§ What the exercise asks
Return every entry exactly as written, with the pictures removed.

Collected data:
_ _ _ _ _
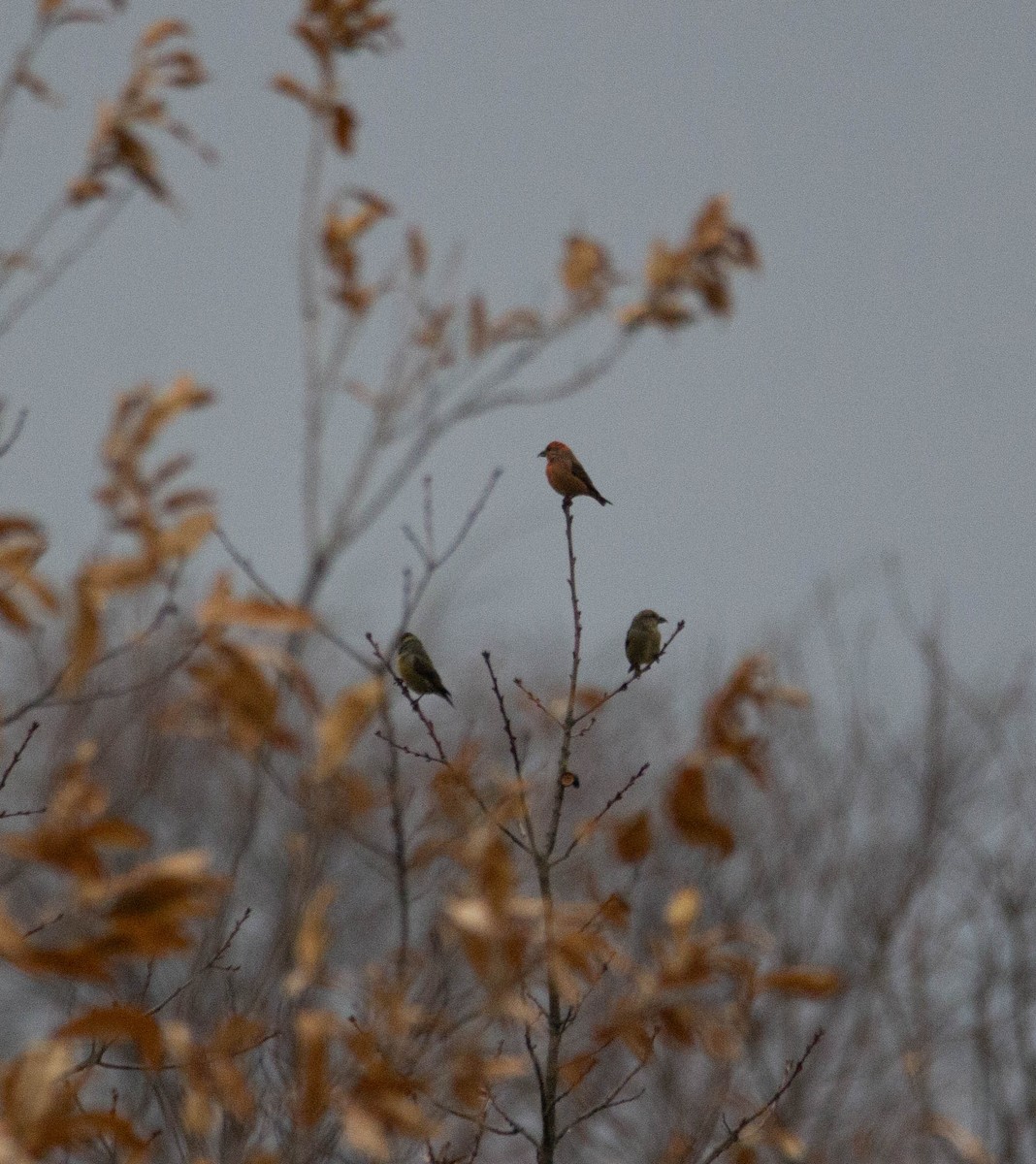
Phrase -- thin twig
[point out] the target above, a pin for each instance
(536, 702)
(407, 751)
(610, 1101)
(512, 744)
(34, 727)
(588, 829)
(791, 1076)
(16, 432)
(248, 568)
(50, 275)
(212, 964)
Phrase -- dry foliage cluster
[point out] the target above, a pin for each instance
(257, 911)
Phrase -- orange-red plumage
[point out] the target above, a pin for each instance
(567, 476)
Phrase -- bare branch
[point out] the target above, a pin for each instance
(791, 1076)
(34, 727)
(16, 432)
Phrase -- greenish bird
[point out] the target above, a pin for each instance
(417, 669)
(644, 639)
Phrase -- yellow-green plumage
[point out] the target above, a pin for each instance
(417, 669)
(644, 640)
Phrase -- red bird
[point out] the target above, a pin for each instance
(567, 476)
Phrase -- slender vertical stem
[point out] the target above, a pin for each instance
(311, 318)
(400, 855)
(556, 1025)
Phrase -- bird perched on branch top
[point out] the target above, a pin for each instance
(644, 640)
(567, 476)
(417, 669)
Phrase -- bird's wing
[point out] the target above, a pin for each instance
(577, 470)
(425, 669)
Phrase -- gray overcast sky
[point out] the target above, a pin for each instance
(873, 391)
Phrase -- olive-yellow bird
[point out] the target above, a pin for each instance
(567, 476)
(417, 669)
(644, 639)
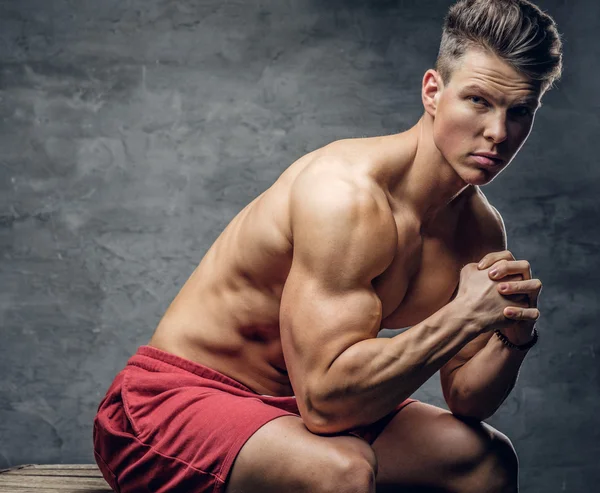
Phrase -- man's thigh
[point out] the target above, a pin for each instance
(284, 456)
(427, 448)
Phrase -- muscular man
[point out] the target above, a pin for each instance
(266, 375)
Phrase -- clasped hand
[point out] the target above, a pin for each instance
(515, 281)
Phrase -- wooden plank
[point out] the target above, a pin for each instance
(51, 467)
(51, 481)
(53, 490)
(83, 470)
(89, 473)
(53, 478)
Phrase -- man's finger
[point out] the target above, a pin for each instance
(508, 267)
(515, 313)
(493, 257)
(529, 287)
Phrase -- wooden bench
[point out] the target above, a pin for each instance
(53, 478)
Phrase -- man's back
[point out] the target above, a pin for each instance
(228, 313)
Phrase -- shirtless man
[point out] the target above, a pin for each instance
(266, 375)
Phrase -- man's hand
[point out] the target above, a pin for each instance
_ _ _ _ _
§ Answer below
Phrase -- thin twig
[point out] the target above, a pin for each instance
(536, 702)
(407, 751)
(610, 1101)
(512, 744)
(34, 727)
(588, 829)
(791, 1076)
(16, 432)
(248, 568)
(50, 275)
(212, 964)
Phrase -- dry foliage cluster
[point out] the target above, a pin for each instance
(257, 911)
Phrase -- orange-red plumage
[point out] the target above, a pin for each instance
(567, 476)
Phrase -- bare branch
[point out] the target above, a pin for each instance
(791, 1076)
(34, 727)
(16, 432)
Phrase -- greenish bird
[point out] the target above, a pin for each instance
(417, 669)
(644, 639)
Phrase -- yellow-green plumage
[point out] the target above, a pin for each instance
(417, 669)
(644, 640)
Phrase -- red bird
[point out] the target above, a pin for each instance
(567, 476)
Phrase -- slender vertical stem
[point out] the target above, a pin for each instance
(311, 318)
(400, 855)
(556, 1025)
Phrase -- bird perched on branch top
[point out] the target above, a pin for each instance
(644, 640)
(567, 476)
(417, 669)
Phrase -- bird's wing
[point out] the target above, a pin for each instance
(577, 470)
(425, 669)
Phrase -- gray overcast sky
[point out] the target above, a pin for each instance
(873, 391)
Phrase -- olive-yellow bird
[point out] the target above, a pin for each instance
(567, 476)
(417, 669)
(644, 639)
Phrase -- man's thigh
[point out] the target above, a pin for each instance
(284, 456)
(427, 448)
Phrase -- muscular man
[point out] the target above, a pin for each instance
(266, 375)
Phrase -- clasped hand
[point out] the target above, a pin for each instance
(515, 281)
Phrase -- wooden plank
[point out] the target above, a pin for each instance
(51, 467)
(51, 481)
(53, 490)
(83, 470)
(89, 473)
(53, 478)
Phrase -- man's finger
[point out] the target above, a pin for each instance
(508, 267)
(515, 313)
(493, 257)
(529, 287)
Phrase -- wooden bench
[point out] the target above, a pin for each instance
(53, 478)
Phrase -- man's back
[point out] the target above, a pin for each instance
(228, 313)
Phrase -- shirtless man
[point out] the target above, a pin for each instance
(266, 375)
Phrase -- man's hand
[point out] the target above, a pin for each instance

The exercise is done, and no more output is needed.